— Tarea requerida A —
Por favor, devuelve todas las líneas del listado que contengan la palabra "stone".

— Bloque de texto —
^^^^^^^^^^^^^^^^

Como quizás sepan, la semana pasada publiqué en este blog una entrada sobre la investigación que estudia si la inmigración causa crimen. El texto resumía un trabajo de Marie y Pinotti sobre la literatura al respecto, una literatura que, basándose en múltiples estudios que utilizan múltiples estrategias empíricas, concluye que no hay evidencia de esa causalidad.
El articulo trajo y todavía trae cola. Como dijo nuestro querido Jose Luis Ferreira, la más de treintena de comentarios recibidos en la entrada se pueden clasificar en cuatro tipos: 1) “¡Si todo el mundo sabe que es lo contrario!” 2) “¡Usa datos agregados!” 3) “¡Pero no estudian causalidad!” y 4) “Pues yo interpreto otra cosa”. En esta entrada me centraré en el número 3.
Muchos de los comentarios en esa categoría citaban porcentajes de delitos cometidos por extranjeros para concluir que la inmigración genera crimen, cuando en realidad esos porcentajes solo muestran sobrerrepresentación en registros administrativos, no causas. También recurrieron a comparaciones de descriptivas simples ignorando la composición demográfica o sesgos institucionales. Otros se apoyaban en casos particulares para extraer conclusiones generales, o en la idea de que basta con mirar “quién delinque” para resolver la cuestión (acompañado de expresiones como “es obvio”, “es innegable”). Incluso se criticó el uso de técnicas econométricas avanzadas porque “los datos brutos ya muestran correlación”, sin reparar en que justamente esos métodos existen para dirimir causalidad. Es decir, todos estos comentarios reflejaban un mismo error: confundir correlación con causalidad.

^^^^^^^^^^^^^^^^

(Registros de ubicación de puntos)
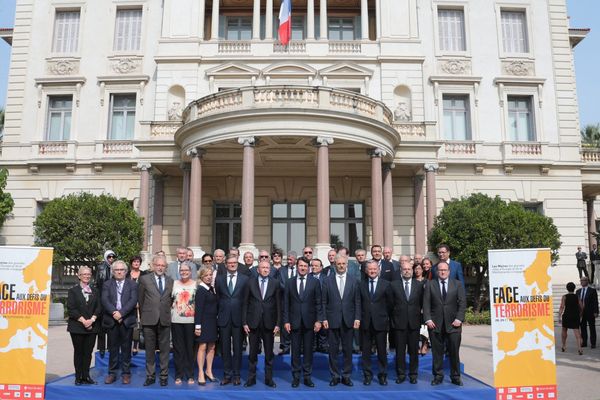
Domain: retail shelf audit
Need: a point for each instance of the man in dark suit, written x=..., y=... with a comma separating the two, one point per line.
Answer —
x=302, y=316
x=456, y=271
x=376, y=301
x=154, y=297
x=341, y=304
x=444, y=306
x=261, y=313
x=231, y=292
x=119, y=299
x=286, y=273
x=406, y=322
x=589, y=298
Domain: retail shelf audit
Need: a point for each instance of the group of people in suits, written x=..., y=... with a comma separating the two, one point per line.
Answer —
x=309, y=305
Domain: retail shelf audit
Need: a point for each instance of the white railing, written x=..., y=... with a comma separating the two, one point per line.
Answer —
x=338, y=46
x=235, y=46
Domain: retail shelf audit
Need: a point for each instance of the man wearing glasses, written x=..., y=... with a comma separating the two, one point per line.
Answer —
x=102, y=275
x=119, y=301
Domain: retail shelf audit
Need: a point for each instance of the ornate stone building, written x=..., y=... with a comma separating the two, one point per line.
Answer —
x=357, y=132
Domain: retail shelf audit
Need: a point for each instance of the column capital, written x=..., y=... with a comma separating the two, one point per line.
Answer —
x=431, y=167
x=323, y=141
x=195, y=152
x=144, y=166
x=377, y=152
x=247, y=140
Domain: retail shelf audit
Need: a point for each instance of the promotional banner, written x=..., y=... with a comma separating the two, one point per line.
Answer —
x=522, y=324
x=25, y=276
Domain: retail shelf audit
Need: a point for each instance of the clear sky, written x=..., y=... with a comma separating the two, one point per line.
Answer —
x=583, y=13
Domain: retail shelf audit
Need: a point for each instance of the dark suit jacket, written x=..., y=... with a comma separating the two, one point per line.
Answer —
x=305, y=310
x=77, y=307
x=129, y=299
x=590, y=303
x=375, y=312
x=155, y=308
x=444, y=312
x=258, y=312
x=455, y=272
x=340, y=311
x=406, y=314
x=230, y=305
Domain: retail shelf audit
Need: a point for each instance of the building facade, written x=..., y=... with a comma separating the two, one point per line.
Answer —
x=375, y=114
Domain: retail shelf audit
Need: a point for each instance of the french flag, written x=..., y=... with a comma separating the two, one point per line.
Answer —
x=285, y=22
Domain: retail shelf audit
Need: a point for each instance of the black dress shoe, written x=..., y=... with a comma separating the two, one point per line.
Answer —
x=457, y=381
x=149, y=381
x=437, y=381
x=347, y=382
x=308, y=382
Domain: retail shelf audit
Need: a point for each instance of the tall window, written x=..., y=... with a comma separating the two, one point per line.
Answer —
x=228, y=225
x=341, y=29
x=456, y=117
x=122, y=116
x=451, y=26
x=59, y=117
x=520, y=118
x=514, y=32
x=347, y=225
x=289, y=226
x=239, y=28
x=66, y=32
x=128, y=30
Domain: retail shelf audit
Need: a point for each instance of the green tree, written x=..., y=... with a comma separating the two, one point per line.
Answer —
x=473, y=225
x=82, y=226
x=590, y=136
x=6, y=201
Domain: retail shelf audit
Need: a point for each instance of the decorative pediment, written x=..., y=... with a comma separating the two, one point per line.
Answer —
x=346, y=70
x=289, y=69
x=233, y=70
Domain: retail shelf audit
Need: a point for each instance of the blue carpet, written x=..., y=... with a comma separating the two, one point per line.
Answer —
x=64, y=388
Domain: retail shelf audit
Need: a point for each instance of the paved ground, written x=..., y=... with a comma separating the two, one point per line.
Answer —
x=577, y=375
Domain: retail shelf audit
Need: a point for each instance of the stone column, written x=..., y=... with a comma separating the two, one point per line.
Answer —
x=214, y=28
x=247, y=243
x=201, y=13
x=195, y=203
x=185, y=203
x=323, y=13
x=322, y=246
x=430, y=170
x=376, y=196
x=310, y=19
x=419, y=210
x=364, y=19
x=388, y=206
x=144, y=203
x=256, y=20
x=157, y=215
x=269, y=20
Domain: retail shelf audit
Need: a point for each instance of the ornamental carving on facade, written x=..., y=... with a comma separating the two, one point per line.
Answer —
x=518, y=68
x=456, y=67
x=125, y=65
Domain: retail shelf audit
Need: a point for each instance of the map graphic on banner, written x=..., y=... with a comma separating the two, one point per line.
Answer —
x=522, y=324
x=25, y=276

^^^^^^^^^^^^^^^^

— Tarea requerida B —
Escribe lo que sigue en la entrada sobre inmigración y crimen, a partir de su última oración.

— Resultado A —
Need: a point for each instance of the ornate stone building, written x=..., y=... with a comma separating the two, one point per line.
Need: a point for each instance of the stone column, written x=..., y=... with a comma separating the two, one point per line.

— Resultado B —
En NeG creíamos que el mantra correlación no es causalidad estaba ya había calado. En este blog lo hemos mencionado innumerables veces (por ejemplo, Antonio Cabrales ya avisaba en 2013). Pero parece que demasiada gente no lo tiene tan claro. Por eso, hoy me gustaría volver al tema, centrándome en esta ocasión en la importancia de entender bien esta distinción porque, de no hacerlo, nuestras sociedades pueden cometer errores muy costosos. Lamentablemente, ya lo han hecho.
A continuación, repasaremos varios casos.

La desastrosa austeridad
Tras la Gran Recesión de 2008, la Unión Europea adoptó una política de austeridad fiscal severa basada en la idea de que una deuda pública alta ahoga el crecimiento económico. Esta idea se basaba en un estudio muy citado de Reinhart y Rogoff (2010), que mostraba una correlación histórica: países con deuda superior al 90% del PIB tendían a tener crecimiento bajo o negativo. Políticos conservadores y organismos internacionales tomaron esta correlación como evidencia de causalidad, concluyendo que el elevado endeudamiento provocaba estancamiento económico, y que por tanto era urgente recortar gastos y déficits para recuperar la senda de crecimiento. En España se reformó la constitución de forma express tras un debate y votación en Cortes en pleno agosto.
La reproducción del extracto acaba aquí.